QUELLDOKUMENT:
>>
|
Lyrik
- Bemerkungen über eine exotische Gattung
(1996, Steiner)
Also: Warum schreibt man überhaupt Gedichte?
Weil man das Bedürfnis hat, es zu tun. Und warum hat man
das Bedürfnis? Das weiß ich nicht. Den meisten Menschen
fehlt dieses Bedürfnis, und sie leben deswegen weder glücklicher
noch unglücklicher. Talent ist keine Erklärung für
das Verlangen, Gedichte zu schreiben. Vielleicht ist Talent
auch nur ein anderes Wort für ein spezifisches Bedürfnis
- für ein bestimmtes, zwanghaftes Wollen, das durch seine
Entschiedenheit zu einer Form kommt.
Oft halte ich das Schreiben von Gedichten für eine nutzlose
Beschäftigung. Und manchmal sogar für eine Art Verrücktheit.
Aber es geschieht auch, dass ich stolz darauf bin, das Nutzlose
zu tun und etwas herzustellen, das keinem gesellschaftlich verfügten
Zweck dient.
<<
AUFGABENSTELLUNG: Welche Antwort gibt der Text über Lyrik auf die Frage, warum man überhaupt Gedichte schreibt?

DATENAUSZÜGE:
>>
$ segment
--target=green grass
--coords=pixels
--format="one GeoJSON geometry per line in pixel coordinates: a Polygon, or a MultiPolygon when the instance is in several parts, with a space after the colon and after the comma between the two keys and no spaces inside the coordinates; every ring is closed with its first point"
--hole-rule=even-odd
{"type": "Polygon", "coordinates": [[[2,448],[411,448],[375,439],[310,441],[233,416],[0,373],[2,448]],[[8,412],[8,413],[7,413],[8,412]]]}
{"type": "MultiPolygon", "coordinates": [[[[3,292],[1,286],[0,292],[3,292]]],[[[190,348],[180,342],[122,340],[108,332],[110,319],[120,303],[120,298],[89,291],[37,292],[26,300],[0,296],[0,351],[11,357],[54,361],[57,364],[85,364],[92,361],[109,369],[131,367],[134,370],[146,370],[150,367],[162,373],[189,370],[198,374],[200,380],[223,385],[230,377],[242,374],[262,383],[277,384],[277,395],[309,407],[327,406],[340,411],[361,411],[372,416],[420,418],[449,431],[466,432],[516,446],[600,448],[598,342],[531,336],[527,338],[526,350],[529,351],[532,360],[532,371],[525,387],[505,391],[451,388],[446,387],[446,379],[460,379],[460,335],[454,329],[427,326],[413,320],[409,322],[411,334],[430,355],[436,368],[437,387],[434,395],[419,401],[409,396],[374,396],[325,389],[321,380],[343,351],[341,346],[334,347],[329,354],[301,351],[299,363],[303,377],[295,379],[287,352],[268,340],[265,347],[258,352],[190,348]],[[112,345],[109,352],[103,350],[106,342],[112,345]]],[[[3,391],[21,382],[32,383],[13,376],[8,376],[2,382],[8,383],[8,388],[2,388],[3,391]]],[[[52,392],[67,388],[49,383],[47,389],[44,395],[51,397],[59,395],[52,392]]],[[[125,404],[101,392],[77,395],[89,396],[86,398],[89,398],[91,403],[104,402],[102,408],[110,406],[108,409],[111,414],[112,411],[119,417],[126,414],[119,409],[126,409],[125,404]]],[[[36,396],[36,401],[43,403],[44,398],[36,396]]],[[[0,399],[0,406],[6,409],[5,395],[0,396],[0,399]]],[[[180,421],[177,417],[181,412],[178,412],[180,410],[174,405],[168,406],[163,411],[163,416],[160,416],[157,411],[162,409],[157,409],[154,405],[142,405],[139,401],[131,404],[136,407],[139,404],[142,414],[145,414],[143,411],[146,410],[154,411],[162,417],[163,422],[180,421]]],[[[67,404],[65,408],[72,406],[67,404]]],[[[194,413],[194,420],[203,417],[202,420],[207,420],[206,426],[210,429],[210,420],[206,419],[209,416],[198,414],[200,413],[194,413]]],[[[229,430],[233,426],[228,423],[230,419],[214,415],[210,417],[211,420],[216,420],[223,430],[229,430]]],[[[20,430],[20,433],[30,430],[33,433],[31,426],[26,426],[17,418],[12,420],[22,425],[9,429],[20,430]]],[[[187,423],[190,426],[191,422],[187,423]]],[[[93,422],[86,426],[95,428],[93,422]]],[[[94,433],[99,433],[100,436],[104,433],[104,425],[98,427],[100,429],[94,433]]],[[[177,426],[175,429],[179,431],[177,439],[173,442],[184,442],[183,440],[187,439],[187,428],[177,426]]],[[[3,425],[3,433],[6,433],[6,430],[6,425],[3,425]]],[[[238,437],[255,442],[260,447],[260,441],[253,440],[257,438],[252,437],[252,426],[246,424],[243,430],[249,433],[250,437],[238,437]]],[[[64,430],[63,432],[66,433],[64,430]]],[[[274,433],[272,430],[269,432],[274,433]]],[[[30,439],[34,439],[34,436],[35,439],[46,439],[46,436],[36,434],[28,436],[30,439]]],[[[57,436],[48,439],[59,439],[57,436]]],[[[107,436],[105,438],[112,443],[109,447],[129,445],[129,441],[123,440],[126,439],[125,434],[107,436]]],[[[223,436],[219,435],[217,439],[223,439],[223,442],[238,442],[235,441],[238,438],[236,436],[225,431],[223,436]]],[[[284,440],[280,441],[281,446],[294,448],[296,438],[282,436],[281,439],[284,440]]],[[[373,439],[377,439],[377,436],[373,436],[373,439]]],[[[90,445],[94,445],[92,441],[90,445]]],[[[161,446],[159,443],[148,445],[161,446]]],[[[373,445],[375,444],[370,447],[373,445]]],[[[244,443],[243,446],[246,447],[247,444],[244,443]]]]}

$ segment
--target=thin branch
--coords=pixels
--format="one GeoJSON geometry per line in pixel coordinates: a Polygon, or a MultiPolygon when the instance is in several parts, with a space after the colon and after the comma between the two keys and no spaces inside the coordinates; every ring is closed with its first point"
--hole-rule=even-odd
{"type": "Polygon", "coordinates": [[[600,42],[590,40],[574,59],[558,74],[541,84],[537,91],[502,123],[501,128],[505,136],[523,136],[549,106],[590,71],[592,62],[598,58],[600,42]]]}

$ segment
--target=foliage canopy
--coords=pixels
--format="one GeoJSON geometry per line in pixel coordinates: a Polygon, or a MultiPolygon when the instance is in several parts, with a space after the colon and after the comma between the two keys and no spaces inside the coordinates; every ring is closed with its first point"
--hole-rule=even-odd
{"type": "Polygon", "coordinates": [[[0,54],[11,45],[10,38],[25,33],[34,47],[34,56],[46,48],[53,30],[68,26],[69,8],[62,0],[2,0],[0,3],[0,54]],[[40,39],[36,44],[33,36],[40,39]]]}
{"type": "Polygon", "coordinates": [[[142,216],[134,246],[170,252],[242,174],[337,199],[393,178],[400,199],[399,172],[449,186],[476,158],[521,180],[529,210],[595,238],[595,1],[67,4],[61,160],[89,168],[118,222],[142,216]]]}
<<
VOLLSTÄNDIGE ANTWORT: Weil man das Bedürfnis hat, es zu tun.